## SELECTED EXCERPT
=== Section Start ===

County in Oregon, United States

Tillamook County is one of the 36 counties in the U.S. state of Oregon. As of the 2020 census, the population was 27,390. The county seat is Tillamook. The county is named for the Tillamook people or Killamook people, a Native American tribe who were living in the area in the early 19th century at the time of European American settlement. The county is located within Northwest Oregon.

==History==

The Tillamook were the southernmost branch of the Coast Salish. They were separated from their more northern kinsmen by tribes speaking the Chinookian languages. The name Tillamook is of Chinook origin (a trade pidgin, which had developed along the lower Columbia.) According to Frank Boas, "It [Tillamook] means the people of Nekelim. The latter name means the place of Elim, or in the Cathlamet dialect, the place of Kelim. The initial t of Tillamook is the plural article, the terminal ook the Chinook plural ending —uks." Since there was one village in the area of Nehalem bay; the area was referred to as Nekelim (Ne Elim=singular). There were at least four villages on the south Tillamook bay according to Lewis and Clark; the south bay was called "T-Elim-ook" (the plural of Elim), meaning many villages of Elim. The Chinook word for water was "chuck" and the Salish word for wetland is "naslex". The popular translation of Tillamook as meaning "land of many waters" seems to be 20th-century fabrication used in the tourist industry.

Tillamook County, the 12th county in Oregon to be organized, was established on December 15, 1853, when the Territorial Legislature approved an act to create the new county out of an area previously included in Clatsop, Yamhill and Polk counties. Boundary changes were enacted with Clatsop County (1855, 1870, and 1893), Lincoln County in 1893, Washington County (1893, 1898), and Yamhill County (1887).

The Coast Range behind Tillamook was the scene of a repeated series of forest fires called the Tillamook Burn between 1933 and 1951. In 1948, a state ballot approved the sale of bonds to buy the burned-over areas and have the state rehabilitate the lands. The state lands were renamed the Tillamook State Forest by governor Tom McCall on July 18, 1973. By the end of the 20th century, the replanted growth was considered mature enough to be commercially harvested.

=== Section End ===

Records excerpted from a collection
=== Section Start ===

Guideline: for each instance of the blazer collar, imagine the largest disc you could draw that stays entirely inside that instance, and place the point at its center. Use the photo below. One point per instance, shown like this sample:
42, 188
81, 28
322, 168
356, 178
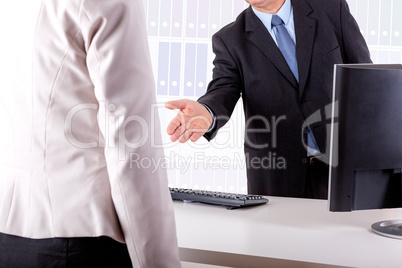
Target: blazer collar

=== Section End ===

## EXERCISES
[1] According to the Tillamook County text, on what date was the county established?
[2] Carry the Tillamook County text forward from its final sentence.

## SET OF ANSWERS
[1] December 15, 1853.

[2]
===Naval Air Station Tillamook===
The Tillamook airbase for blimps was commissioned on December 1, 1942, as U.S. Naval Air Station Tillamook. The two wooden hangars used to house these airships were decommissioned after World War II and deeded to Tillamook County. One of the hangars (Hangar B) is a national historic landmark and the location of the Tillamook Air Museum. The other hangar, (Hangar A) burned down in 1992.

The U.S. Mount Hebo Air Force Station was a Cold War air defense installation from 1956 to 1980. Located south of Tillamook, at the top of 3154 ft high Mount Hebo, Air Force radars operated by the 689th Radar Squadron and the 14th Missile Warning Squadron were essential parts of the nation's integrated air defenses. The large radomes protecting the radars from adverse weather effects could be seen silhouetted against the sky from most of Tillamook County.

Development along U.S. Route 101 to the north of Tillamook during the last part of the 20th century has blocked part of the flood plain of the Wilson River, contributing to repeated winter flooding in the city. Until the late 1950s there was a dredge used by the city to keep the slough's deeper.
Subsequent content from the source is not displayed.